Point annotation dataset records

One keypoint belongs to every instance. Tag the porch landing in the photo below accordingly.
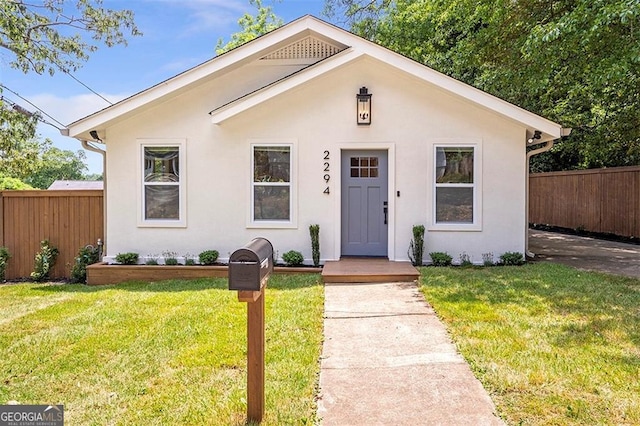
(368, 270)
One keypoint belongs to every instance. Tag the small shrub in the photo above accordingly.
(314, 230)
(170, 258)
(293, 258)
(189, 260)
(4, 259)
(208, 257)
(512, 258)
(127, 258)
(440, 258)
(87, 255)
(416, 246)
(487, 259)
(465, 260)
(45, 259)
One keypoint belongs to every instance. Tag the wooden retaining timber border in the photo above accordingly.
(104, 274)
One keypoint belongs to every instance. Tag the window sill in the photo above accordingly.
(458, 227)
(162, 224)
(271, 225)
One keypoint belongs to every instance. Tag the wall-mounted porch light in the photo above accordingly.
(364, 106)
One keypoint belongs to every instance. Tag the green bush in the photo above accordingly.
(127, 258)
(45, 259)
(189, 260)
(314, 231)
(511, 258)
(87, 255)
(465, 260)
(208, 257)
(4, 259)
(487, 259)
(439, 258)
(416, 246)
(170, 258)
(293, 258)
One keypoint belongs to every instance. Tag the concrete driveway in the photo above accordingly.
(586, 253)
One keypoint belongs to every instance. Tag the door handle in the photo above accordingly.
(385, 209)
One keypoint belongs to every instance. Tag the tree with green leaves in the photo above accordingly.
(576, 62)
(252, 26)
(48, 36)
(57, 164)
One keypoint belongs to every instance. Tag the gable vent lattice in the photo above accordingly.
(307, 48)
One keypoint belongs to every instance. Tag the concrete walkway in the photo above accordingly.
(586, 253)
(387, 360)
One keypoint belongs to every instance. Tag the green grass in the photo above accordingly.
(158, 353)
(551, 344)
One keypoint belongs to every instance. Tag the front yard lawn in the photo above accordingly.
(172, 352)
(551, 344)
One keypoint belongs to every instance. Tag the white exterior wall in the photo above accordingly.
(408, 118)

...

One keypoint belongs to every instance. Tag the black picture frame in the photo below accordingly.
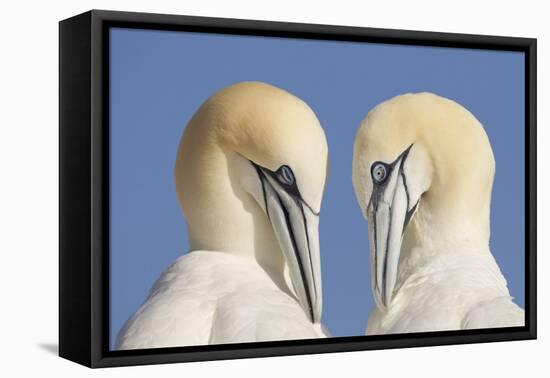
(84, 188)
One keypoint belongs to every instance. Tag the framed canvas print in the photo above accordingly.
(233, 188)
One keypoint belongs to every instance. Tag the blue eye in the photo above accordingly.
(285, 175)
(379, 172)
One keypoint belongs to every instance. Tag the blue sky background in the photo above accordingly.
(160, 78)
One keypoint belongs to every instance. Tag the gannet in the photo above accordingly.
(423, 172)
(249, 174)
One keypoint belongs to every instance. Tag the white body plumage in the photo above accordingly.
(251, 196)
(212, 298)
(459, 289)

:: Problem description ::
Please state how many lines of the material contain the word "porch", replying with the number alone.

:: Expected output ::
2